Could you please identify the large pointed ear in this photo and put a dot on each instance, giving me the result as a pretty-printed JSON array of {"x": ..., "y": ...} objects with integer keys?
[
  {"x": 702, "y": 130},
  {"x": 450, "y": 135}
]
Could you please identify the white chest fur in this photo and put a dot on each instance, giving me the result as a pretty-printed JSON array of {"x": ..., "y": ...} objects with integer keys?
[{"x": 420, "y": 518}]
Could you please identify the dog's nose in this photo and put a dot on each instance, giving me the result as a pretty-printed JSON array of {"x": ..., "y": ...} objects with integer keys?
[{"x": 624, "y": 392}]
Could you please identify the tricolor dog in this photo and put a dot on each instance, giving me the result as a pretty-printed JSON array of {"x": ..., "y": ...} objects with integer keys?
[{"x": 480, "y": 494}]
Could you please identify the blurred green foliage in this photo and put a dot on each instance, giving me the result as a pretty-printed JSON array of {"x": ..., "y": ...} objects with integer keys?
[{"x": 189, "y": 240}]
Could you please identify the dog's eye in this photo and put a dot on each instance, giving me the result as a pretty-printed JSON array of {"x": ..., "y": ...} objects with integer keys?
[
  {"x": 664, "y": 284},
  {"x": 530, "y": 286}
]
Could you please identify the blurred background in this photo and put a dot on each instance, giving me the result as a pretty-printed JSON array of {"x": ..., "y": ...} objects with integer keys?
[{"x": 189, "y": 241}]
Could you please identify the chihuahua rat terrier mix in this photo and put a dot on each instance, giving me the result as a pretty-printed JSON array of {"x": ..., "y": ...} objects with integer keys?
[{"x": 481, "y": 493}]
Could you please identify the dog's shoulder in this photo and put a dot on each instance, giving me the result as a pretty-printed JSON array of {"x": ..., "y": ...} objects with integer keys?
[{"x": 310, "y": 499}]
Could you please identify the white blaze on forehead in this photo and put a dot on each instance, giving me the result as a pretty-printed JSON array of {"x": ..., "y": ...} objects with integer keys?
■ ■ ■ ■ ■ ■ ■
### PROBLEM DETAILS
Give an exact repetition of all the material.

### RESPONSE TO THE EXERCISE
Could you please identify the large pointed ear in this photo and put a dot on each instance, giving me the result as a pretty-printed JSON array of {"x": ..., "y": ...} objects with integer keys?
[
  {"x": 702, "y": 130},
  {"x": 450, "y": 135}
]
Could you please identify the white chest fur in this photo and put a dot on each instance, giving me the result as a pretty-printed JSON array of {"x": ..., "y": ...} objects with integer keys?
[{"x": 420, "y": 518}]
Could you please identify the dog's nose in this photo and put a dot on each instance, giving me the result as a pretty-printed JSON array of {"x": ..., "y": ...} objects with integer keys?
[{"x": 624, "y": 392}]
Could you please identify the tricolor dog in this photo and put a dot on each instance, giving me the result as a pretty-printed JSON array of {"x": ..., "y": ...} objects with integer keys?
[{"x": 480, "y": 494}]
Could you please identify the blurred green foliage in this photo and put a dot on each instance, giving me the result as a pretty-printed JSON array of {"x": ..., "y": ...} objects with integer keys?
[{"x": 189, "y": 240}]
Could you please identify the dog's eye in this photo and put a dot on each instance, giving me the result as a pretty-printed JSON array of {"x": ..., "y": ...} objects with integer keys?
[
  {"x": 664, "y": 284},
  {"x": 530, "y": 286}
]
Could you please identify the blurred background in this photo and put a dot on each instance, giving me the result as a pretty-printed JSON array of {"x": ..., "y": ...} objects with integer keys?
[{"x": 189, "y": 241}]
Could you please identify the chihuahua rat terrier mix in this photo and put a dot on each instance, giving me the result as a pretty-printed JSON array of {"x": ..., "y": ...} objects with integer keys?
[{"x": 481, "y": 493}]
Could you please identify the dog's shoulder in this photo and put a dot on each instance, giving me the result as a pretty-printed JSON array of {"x": ..., "y": ...} objects with integer keys?
[{"x": 310, "y": 499}]
Could you please identify the white blaze on forehead in this photo and put a dot on each instance, giving me the result as a pretty-printed JSON array of {"x": ..., "y": ...} objects with integer keys?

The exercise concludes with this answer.